Problem statement:
Nothing but the lines from the one containing "Q: Mark a point on every instance of the black" to the end of the data should be returned, each exactly as written.

*-*-*

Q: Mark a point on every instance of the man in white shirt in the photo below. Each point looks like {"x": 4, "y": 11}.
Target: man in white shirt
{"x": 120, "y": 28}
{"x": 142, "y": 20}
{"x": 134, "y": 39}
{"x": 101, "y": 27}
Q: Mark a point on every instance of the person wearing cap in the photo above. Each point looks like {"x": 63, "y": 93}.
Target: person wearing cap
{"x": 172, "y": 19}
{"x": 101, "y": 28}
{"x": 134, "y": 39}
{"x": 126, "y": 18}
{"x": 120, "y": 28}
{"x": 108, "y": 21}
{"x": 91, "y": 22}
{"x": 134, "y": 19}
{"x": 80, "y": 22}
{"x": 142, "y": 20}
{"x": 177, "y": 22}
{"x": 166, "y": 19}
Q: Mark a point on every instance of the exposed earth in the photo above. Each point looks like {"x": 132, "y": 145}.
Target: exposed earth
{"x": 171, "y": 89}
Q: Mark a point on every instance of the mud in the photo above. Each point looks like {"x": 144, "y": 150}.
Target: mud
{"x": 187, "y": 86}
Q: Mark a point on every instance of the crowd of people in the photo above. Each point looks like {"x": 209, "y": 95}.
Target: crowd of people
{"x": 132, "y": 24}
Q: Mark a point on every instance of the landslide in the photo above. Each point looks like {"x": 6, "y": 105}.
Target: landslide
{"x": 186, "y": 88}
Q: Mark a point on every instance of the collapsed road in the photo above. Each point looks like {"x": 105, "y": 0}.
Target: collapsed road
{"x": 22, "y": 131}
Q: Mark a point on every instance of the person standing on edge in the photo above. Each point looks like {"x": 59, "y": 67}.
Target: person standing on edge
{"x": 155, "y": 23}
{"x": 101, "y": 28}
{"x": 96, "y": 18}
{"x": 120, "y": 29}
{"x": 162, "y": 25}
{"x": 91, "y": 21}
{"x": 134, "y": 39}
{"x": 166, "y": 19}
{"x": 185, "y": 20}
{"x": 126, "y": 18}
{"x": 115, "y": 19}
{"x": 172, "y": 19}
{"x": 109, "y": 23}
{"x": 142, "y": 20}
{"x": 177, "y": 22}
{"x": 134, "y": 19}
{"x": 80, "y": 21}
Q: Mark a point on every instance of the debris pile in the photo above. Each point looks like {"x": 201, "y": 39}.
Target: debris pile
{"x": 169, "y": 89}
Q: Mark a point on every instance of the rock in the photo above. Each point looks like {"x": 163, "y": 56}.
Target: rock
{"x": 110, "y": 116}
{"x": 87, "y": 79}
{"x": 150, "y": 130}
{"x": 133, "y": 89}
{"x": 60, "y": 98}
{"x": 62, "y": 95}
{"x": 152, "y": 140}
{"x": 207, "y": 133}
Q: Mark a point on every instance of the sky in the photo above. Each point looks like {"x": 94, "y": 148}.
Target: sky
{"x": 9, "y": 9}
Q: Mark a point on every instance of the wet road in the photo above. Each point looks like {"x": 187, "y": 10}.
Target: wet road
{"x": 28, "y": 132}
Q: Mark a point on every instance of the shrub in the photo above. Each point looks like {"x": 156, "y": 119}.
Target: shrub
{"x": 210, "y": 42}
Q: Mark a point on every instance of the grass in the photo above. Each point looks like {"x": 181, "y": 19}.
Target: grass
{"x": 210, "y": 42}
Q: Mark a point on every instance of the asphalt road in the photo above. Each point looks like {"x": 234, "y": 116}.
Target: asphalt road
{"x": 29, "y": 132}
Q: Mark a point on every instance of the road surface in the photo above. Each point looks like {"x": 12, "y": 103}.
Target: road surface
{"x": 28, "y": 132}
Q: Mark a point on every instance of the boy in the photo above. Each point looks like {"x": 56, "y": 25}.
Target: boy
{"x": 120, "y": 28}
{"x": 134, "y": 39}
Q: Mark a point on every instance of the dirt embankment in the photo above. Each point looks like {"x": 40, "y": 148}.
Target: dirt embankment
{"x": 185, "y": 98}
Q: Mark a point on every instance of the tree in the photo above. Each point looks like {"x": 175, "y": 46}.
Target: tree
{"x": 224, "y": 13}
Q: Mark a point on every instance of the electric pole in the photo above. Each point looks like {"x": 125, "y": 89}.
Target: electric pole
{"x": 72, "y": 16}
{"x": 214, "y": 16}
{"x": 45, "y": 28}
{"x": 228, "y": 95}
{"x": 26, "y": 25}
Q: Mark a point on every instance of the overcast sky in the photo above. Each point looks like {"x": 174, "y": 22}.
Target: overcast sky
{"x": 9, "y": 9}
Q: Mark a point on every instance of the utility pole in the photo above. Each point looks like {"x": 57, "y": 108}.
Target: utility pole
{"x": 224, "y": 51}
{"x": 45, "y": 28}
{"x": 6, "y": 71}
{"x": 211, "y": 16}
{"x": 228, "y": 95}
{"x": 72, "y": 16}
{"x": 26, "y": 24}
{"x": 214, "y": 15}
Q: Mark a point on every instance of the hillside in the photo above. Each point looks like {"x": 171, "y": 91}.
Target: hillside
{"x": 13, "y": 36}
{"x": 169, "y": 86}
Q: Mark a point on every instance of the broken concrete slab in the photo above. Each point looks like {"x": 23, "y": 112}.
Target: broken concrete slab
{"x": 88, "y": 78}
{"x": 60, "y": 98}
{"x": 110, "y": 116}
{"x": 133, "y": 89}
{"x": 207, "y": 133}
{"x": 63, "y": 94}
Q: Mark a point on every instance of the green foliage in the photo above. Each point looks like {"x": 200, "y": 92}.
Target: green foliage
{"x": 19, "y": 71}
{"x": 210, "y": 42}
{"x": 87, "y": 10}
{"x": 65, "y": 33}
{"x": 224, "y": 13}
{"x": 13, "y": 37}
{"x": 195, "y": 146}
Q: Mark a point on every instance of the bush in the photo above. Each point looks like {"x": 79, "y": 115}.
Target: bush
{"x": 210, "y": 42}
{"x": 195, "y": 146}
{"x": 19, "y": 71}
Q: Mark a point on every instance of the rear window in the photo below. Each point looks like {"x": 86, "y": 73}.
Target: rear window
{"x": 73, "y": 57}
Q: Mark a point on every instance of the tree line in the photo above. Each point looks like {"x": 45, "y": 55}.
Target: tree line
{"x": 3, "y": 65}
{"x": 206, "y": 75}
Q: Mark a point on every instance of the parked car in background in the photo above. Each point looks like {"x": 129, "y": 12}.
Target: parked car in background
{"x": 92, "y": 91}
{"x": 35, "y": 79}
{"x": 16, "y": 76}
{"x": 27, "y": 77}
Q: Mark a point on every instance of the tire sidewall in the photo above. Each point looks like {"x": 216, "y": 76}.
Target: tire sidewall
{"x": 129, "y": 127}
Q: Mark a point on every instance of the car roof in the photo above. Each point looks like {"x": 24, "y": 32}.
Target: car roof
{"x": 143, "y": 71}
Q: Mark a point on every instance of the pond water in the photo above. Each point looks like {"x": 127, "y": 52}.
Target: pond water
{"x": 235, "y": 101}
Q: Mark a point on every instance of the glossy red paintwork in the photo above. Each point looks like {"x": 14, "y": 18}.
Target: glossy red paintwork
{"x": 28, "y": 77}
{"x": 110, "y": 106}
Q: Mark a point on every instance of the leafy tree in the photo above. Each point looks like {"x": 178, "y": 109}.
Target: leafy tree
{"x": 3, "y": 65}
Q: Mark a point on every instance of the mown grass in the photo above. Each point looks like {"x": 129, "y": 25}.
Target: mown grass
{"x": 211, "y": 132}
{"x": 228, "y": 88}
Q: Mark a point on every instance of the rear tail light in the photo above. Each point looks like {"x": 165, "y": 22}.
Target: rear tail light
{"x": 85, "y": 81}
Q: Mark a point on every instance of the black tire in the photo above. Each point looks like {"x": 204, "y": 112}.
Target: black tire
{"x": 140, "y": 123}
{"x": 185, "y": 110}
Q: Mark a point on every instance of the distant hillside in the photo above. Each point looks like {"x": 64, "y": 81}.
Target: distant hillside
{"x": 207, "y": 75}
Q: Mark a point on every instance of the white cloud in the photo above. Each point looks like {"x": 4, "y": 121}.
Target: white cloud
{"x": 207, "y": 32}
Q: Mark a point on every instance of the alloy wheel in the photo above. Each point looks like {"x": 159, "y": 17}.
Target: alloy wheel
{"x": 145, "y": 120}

*-*-*

Problem solution:
Q: Mark a point on every instance of the black tire in the photo above. Each point looks like {"x": 204, "y": 112}.
Target: black tire
{"x": 140, "y": 123}
{"x": 185, "y": 110}
Q: Mark a point on every instance of the distant hillside in the photo above. Each point looks like {"x": 64, "y": 81}.
Target: distant hillside
{"x": 207, "y": 75}
Q: Mark a point on every instance of the white cloud in the photo above. Each point looks like {"x": 4, "y": 121}.
Target: white cloud
{"x": 207, "y": 32}
Q: Mark a point on every instance of the alloy wheel in the photo above. Each point looks like {"x": 159, "y": 17}.
Target: alloy wheel
{"x": 145, "y": 120}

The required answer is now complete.